YOUR GOAL
Can you find every line in the listing below that contains the word "field" and copy each of those lines out?
▼
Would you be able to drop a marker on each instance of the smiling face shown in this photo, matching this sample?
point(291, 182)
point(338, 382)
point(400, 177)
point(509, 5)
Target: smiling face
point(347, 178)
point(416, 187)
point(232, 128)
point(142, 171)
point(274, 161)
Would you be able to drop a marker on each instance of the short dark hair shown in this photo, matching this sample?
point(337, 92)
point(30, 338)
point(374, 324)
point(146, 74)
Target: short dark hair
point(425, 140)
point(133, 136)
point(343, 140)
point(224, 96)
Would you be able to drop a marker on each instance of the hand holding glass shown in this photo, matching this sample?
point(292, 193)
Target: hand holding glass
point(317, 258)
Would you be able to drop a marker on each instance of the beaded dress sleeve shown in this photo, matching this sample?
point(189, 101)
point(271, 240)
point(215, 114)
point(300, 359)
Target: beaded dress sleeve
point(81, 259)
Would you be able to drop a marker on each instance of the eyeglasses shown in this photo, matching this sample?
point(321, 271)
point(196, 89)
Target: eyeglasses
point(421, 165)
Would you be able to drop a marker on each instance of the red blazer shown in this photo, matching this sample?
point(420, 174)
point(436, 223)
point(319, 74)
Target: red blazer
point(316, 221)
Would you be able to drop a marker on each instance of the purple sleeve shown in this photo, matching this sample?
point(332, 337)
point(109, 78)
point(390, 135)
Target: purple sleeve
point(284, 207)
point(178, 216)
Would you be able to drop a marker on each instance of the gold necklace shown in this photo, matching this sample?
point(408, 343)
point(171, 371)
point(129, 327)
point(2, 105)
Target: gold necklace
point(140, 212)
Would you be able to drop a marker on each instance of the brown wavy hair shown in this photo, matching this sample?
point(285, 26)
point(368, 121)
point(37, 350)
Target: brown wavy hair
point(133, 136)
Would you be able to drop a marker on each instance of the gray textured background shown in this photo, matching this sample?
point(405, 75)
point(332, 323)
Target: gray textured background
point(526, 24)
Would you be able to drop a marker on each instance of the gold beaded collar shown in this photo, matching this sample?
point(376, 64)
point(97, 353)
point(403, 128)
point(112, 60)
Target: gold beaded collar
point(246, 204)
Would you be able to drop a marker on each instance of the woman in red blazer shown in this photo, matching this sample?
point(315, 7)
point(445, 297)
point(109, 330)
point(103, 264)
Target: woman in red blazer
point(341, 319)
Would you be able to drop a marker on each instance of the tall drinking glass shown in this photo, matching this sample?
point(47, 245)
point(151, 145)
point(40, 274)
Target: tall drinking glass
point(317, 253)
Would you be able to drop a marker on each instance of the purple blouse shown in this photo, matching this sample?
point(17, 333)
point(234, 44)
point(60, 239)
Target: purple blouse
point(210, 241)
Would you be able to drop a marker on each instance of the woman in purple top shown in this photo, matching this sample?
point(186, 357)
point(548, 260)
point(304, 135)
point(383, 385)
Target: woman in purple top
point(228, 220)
▲
▼
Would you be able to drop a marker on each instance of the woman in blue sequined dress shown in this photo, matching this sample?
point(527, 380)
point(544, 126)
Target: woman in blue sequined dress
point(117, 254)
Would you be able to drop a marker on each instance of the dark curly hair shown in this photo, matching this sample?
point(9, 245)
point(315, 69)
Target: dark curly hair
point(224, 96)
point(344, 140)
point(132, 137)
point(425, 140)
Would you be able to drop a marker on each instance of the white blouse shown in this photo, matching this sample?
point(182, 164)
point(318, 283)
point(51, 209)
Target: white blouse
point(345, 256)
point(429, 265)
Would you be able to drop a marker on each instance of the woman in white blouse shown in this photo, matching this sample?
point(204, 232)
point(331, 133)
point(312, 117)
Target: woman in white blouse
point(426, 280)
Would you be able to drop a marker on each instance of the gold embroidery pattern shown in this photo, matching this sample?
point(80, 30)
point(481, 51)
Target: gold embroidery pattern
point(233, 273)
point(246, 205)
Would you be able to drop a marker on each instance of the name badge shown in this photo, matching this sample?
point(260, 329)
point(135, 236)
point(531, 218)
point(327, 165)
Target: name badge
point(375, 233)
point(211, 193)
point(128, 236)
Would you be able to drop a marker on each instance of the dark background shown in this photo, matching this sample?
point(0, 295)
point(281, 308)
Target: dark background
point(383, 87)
▲
▼
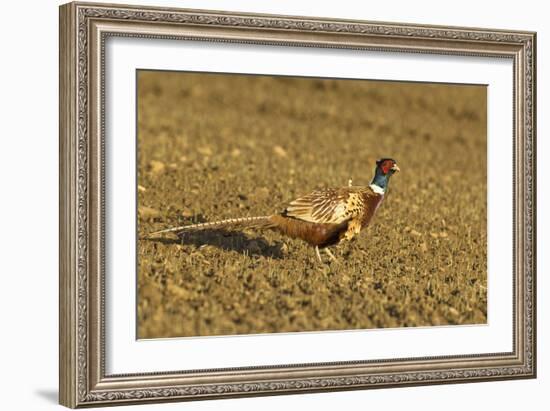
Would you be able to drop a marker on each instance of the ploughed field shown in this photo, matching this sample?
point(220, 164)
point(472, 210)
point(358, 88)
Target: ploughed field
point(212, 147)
▲
RESULT FOR THIS EXERCISE
Would you be able to drop a marker on each instance of the ploughed field shown in this photo, matching this sample?
Target: ploughed field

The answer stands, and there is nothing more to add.